Vos consignes:
• A. Recopiez fidèlement, dans l'article sur le gel hydroalcoolique, tout le passage allant de « Socioprofessionnel Réservé aux » jusqu'à « l’Ordre a tranché. ».
• B. Poursuivez la rédaction de l'article sur le gel hydroalcoolique fabriqué en officine, en reprenant juste après sa dernière phrase.

Extrait de la source:
Socioprofessionnel Réservé aux abonnés

Produire son propre gel hydroalcoolique est loin d’être un choix aseptisé

Publié le 19 juin 2021
Par Anne-Charlotte Navarro
Mettre en favori

En mars 2020, comme d’autres confrères, un titulaire charentais décide de fabriquer lui-même du gel hydroalcoolique. Faute de trouver de l’alcool normé, il prend l’initiative de s’adresser à une maison de cognac. Bonne ou mauvaise idée ? Le conseil régional de l’Ordre a tranché.

Données affichées:
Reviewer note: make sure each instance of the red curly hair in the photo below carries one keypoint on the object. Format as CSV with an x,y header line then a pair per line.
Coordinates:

Résultats:
• A.
Socioprofessionnel Réservé aux abonnés

Produire son propre gel hydroalcoolique est loin d’être un choix aseptisé

Publié le 19 juin 2021
Par Anne-Charlotte Navarro
Mettre en favori

En mars 2020, comme d’autres confrères, un titulaire charentais décide de fabriquer lui-même du gel hydroalcoolique. Faute de trouver de l’alcool normé, il prend l’initiative de s’adresser à une maison de cognac. Bonne ou mauvaise idée ? Le conseil régional de l’Ordre a tranché.

• B.
Alors que la France fait face à la première vague de Covid-19, en mars 2020, Vincent Negret, pharmacien à Aigre, en Charente, produit du gel hydroalcoolique à partir d’alcool à 96 % fourni par une maison de cognac implantée dans sa commune. L’initiative attise la curiosité de la presse régionale. Le président du conseil régional de l’Ordre des pharmaciens, également à la tête du conseil central de l’Ordre des pharmaciens (section A), Pierre Beguerie, interpellé, ne l’entend pas de cette oreille et décide de porter plainte. « En mars 2020, la profession s’est battue pour obtenir le droit de fabriquer des gels hydroalcooliques, les biocides n’étant pas dans la liste des préparations que nous pouvions réaliser. Nous avons obtenu la dérogation sous réserve de respecter la Pharmacopée et les règles de bonnes pratiques. Ce confrère, en utilisant de l’alcool non normé, n’a pas respecté les conditions de cette dérogation », explique-t-il. L’incompréhension s’installe, Vincent Negret vivant cette plainte comme une injustice : « Remettons-nous un instant dans le contexte. A l’époque, tout manquait, nous faisions face à l’épidémie avec peu de connaissances et un lot d’informations nouvelles chaque jour. Le président de la République avait dit que nous étions en guerre, il fallait proposer des solutions ».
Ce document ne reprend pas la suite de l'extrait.